- [WHAT THIS TASK INVOLVES]:
Repeat exactly the lines of the listing from the line containing "the church building" through its last line, and nothing beyond them.
Start RECORDS FOR THIS TASK
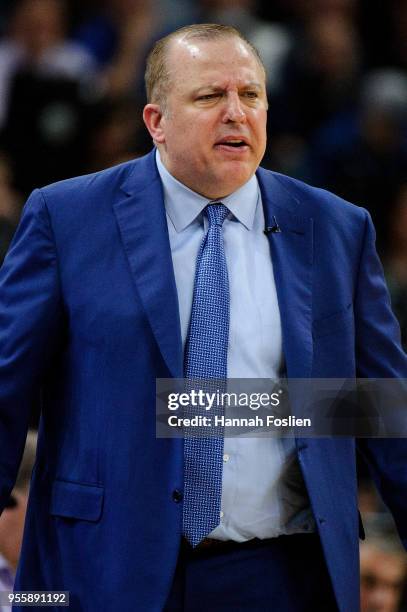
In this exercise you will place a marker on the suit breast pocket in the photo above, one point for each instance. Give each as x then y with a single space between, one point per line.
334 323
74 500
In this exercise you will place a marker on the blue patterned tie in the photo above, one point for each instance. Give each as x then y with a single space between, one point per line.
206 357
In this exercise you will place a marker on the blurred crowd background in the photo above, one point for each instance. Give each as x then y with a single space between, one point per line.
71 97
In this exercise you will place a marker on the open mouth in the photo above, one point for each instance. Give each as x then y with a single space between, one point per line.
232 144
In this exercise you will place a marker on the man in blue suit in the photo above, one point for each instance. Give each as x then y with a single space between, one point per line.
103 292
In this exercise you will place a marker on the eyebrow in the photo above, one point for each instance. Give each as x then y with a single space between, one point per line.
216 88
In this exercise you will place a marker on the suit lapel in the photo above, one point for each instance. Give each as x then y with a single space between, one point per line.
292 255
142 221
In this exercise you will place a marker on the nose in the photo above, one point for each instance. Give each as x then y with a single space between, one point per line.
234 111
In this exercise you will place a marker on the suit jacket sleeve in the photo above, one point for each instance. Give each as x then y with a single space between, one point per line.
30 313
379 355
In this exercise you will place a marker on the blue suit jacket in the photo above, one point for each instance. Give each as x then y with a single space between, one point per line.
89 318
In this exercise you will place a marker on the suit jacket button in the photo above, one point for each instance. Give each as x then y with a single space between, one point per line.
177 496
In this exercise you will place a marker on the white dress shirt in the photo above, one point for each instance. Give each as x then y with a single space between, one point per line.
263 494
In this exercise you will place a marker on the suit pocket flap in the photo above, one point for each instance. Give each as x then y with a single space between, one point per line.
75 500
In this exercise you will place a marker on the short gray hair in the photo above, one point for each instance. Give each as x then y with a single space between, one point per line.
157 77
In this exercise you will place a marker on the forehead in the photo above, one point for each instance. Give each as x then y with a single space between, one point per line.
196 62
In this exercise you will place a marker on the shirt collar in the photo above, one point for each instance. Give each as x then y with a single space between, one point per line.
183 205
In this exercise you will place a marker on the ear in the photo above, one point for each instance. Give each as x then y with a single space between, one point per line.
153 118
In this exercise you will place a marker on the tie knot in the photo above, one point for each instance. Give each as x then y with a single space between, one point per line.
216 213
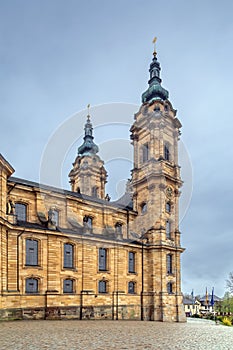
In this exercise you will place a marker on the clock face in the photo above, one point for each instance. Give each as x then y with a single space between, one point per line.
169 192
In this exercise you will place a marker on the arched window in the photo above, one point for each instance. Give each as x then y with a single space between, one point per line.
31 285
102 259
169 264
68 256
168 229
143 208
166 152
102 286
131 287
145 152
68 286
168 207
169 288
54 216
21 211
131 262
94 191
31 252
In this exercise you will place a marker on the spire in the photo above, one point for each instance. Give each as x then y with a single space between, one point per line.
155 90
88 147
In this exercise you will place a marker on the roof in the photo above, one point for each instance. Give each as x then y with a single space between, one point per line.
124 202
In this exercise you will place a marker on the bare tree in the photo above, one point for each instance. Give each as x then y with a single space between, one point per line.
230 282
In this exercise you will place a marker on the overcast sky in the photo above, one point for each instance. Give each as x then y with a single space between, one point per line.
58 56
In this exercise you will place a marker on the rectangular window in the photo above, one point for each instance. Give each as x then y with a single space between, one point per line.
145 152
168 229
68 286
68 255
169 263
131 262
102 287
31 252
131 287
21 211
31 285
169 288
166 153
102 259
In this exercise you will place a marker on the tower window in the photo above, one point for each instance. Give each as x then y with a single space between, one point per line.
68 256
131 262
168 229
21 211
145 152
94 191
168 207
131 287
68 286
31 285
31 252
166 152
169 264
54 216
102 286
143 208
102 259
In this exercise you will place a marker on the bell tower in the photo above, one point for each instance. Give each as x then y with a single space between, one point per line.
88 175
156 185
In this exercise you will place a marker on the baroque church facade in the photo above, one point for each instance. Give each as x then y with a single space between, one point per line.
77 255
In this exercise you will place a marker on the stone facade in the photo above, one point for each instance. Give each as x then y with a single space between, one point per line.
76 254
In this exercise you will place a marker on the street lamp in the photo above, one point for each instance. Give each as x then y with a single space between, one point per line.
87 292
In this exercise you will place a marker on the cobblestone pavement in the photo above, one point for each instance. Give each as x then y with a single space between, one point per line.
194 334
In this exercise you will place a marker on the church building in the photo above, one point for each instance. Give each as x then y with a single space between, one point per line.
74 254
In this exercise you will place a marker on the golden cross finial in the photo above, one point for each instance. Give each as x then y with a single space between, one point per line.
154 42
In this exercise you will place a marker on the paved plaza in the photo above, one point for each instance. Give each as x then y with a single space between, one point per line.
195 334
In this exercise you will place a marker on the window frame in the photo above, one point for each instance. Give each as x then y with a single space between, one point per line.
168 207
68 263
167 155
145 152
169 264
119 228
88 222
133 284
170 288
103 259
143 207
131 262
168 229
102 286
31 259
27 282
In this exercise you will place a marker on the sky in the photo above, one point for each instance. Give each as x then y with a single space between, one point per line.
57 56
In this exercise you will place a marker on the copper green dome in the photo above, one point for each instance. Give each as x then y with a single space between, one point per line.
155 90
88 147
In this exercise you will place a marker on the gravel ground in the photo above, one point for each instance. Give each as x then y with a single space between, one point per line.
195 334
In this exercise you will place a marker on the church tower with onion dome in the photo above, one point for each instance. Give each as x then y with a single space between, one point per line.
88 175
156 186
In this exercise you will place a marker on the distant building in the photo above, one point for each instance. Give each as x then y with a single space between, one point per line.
End RECORDS FOR THIS TASK
- [SOLVED PROBLEM]:
In this exercise you will place a marker on the church building in the photo above, one point for each instance. Give each as x then y with a single space between, one point per line.
74 254
In this exercise you will place a marker on the golden cross finial in the photo above, one point for each instance. Give each as x then y with a single space between, one point per line.
154 42
In this exercise you will place a marker on the paved plaza in the photo above, one point for each instance. Give each as x then y with a single space between, one point per line.
195 334
In this exercise you will place a marker on the window frame in the photo above, one point for each instance. Give each as x then y with a single space between, one point per line.
168 207
68 263
167 155
145 152
169 264
119 228
88 222
133 284
170 288
103 259
143 207
131 262
168 229
102 286
31 259
27 282
In this exercise you will place a marker on the sky in the photo above, one point for each instance. Give each as x then y with a single space between, one point per line.
57 56
In this exercise you will place a marker on the copper green dome in the photo above, one point for each instance. Give each as x then y with a single space between, one point per line.
155 90
88 147
In this exercise you will place a marker on the gravel ground in the photo above, one point for each instance. Give each as x then y with a single space between, one point per line.
195 334
In this exercise you will place a marker on the church tower with onion dome in the photo above, one point for each instance. Give each as x then y with a single space between, one point per line.
88 175
156 186
In this exercise you will place a marker on the distant building in the photo above, one point for each instance. Give each as x then y with a single space between, one point per line.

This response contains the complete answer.